** Opening Excerpted passage block **
If you have any problems or questions, please feel free to get my attention and I'll come help. But also: Talk to the people around you because they are probably having the same problems!

If you don't manage to finish this notebook by the end of the class, don't worry, that's okay, there are a lot of new concepts to learn and not very much time. However, do try to continue working through the material at home.

## Math and Variables
At the most basic level, a programming language is like a fancy calculator:

In [None]:
1+1

In [None]:
2*2

In [None]:
1+2*2

Like in mathematics, **operators** (e.g., `+` `-` `*` `/`) are always performed in a particular order. For example, multiplication happens before addition. Use **parentheses** if you need to override the basic **order of operations**:

In [None]:
(1+2)*2

The result of a calulation can be stored in a **variable**:

In [None]:
x = (1 + 2) * 2

Note that, when you run the above cell, it doesn't produce any output. Instead, the result of the calculation **was assigned to** the variable `x`. It's important to understand that the equals sign (`=`) is not trying to imply that `x` has the same value as `(1 + 2) * 2`; rather, the calculation on the right is performed and then the result is assigned to (stored in) a variable called `x` on the left. We can check that it worked correctly by **printing** the value of `x`:

In [None]:
print(x)

You can name variables whatever you like, and it is a good idea to use **descriptive variable names** to make your code more **readable**:

In [None]:
seconds_in_minute = 60
seconds_in_hour = seconds_in_minute * 60
seconds_in_day = seconds_in_hour * 24
seconds_in_week = seconds_in_day * 7
print(seconds_in_week)

Although it may seem annoying to type long descriptive variable names, you will thank yourself in the long run because you will be able to understand your code more easily when you look back at it. Also, don't forget that you can use autocomplete by pressing the TAB key; not only is this faster, but it also helps you avoid typos.
** Closing Excerpted passage block **
**Requirement:** Please list every variable name that the programming tutorial above assigns a value to.
** Opening Provided records block **
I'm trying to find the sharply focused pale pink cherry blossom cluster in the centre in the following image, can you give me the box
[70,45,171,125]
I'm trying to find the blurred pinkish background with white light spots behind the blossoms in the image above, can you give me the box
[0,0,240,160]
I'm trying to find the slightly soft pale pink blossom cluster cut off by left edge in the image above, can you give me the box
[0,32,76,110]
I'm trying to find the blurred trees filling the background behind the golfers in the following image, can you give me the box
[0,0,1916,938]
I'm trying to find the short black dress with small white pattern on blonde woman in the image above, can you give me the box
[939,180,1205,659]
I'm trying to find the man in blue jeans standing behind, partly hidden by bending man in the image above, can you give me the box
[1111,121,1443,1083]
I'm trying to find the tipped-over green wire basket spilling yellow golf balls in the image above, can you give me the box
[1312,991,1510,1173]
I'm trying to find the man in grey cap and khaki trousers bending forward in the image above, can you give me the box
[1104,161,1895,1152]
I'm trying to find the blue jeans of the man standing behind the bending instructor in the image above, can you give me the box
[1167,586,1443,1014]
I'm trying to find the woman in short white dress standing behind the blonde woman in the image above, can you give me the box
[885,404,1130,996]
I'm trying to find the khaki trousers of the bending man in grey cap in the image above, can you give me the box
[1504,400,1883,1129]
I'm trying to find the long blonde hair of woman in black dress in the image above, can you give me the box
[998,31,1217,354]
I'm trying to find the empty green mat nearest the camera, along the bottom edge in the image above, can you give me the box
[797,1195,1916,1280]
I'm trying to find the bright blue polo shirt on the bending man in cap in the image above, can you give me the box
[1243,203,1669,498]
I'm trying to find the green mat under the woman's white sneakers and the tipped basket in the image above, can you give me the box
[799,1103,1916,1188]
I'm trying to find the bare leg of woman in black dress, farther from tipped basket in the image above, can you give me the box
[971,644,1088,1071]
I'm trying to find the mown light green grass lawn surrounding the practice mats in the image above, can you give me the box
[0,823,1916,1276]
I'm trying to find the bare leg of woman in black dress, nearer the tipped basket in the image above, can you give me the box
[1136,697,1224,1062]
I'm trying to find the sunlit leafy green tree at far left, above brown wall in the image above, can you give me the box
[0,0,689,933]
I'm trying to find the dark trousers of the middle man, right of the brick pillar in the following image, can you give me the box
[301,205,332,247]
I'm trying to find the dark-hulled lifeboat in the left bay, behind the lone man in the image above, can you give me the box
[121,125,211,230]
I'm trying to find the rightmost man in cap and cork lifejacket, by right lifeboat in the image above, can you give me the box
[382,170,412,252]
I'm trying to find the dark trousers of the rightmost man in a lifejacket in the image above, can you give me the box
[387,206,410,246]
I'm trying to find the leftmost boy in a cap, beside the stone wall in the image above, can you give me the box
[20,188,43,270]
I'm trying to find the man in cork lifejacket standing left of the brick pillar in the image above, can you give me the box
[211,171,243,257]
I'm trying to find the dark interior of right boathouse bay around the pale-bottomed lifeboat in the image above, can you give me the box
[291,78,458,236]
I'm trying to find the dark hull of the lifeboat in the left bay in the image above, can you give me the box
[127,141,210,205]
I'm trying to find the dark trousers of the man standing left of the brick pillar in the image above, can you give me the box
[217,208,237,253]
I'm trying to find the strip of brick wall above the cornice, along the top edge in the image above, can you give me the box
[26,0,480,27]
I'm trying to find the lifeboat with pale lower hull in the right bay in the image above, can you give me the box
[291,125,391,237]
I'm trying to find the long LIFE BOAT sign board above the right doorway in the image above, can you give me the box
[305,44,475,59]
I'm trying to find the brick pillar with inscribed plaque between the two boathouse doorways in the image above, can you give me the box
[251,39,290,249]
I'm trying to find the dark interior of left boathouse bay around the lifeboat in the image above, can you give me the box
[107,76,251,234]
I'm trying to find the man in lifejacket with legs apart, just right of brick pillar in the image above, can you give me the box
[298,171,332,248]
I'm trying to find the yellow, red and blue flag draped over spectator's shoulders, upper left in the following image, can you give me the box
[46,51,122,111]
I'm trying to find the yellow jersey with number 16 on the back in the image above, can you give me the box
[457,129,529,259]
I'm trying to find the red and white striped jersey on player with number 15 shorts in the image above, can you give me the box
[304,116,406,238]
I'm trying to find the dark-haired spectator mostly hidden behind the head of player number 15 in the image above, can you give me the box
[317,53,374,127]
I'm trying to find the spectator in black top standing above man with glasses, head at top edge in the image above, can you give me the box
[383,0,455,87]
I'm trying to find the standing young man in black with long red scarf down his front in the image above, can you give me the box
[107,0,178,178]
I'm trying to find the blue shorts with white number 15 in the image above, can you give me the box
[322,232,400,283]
** Closing Provided records block **
** Opening Provided records block **
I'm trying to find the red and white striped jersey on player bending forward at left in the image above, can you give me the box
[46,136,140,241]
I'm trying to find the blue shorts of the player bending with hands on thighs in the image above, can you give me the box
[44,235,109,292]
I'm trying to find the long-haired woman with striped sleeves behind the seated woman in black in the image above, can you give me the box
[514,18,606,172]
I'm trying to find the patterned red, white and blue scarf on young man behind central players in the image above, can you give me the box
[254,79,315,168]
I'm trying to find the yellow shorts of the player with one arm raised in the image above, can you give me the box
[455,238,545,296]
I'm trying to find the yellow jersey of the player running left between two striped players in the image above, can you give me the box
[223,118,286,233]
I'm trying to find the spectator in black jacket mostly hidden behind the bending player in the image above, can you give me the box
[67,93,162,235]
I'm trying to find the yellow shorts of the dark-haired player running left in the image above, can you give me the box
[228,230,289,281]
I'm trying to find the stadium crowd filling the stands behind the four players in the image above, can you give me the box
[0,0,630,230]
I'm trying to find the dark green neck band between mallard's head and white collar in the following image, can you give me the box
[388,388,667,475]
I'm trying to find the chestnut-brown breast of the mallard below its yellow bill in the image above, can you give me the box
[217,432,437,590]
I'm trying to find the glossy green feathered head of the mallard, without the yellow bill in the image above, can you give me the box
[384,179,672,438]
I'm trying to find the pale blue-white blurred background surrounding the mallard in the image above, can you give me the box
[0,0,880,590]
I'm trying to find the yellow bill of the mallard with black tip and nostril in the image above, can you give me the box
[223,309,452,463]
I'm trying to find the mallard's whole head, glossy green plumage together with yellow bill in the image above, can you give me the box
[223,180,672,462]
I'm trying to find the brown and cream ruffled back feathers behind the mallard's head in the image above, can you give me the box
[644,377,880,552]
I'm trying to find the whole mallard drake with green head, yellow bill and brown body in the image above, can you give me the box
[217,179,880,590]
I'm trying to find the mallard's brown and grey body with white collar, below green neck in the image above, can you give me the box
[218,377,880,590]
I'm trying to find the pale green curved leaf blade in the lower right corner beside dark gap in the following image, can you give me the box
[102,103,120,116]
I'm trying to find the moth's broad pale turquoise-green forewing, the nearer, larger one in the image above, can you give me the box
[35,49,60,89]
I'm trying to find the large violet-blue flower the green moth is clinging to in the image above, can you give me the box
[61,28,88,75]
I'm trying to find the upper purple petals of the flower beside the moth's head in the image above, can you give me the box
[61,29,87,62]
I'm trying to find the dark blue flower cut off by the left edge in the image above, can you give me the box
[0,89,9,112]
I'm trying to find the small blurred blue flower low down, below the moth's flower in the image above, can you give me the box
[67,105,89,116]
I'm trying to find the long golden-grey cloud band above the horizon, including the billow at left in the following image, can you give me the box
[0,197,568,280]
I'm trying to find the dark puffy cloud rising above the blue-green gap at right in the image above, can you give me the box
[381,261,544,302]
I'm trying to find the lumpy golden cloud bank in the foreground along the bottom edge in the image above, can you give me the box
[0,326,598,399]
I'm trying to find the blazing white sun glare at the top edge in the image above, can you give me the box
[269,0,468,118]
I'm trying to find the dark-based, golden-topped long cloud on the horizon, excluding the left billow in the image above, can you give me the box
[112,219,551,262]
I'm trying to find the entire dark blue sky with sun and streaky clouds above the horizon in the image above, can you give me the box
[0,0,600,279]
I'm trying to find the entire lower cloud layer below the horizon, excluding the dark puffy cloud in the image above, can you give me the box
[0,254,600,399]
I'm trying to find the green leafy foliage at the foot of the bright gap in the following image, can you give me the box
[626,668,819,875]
** Closing Provided records block **
**Result below:** x, seconds_in_minute, seconds_in_hour, seconds_in_day, seconds_in_week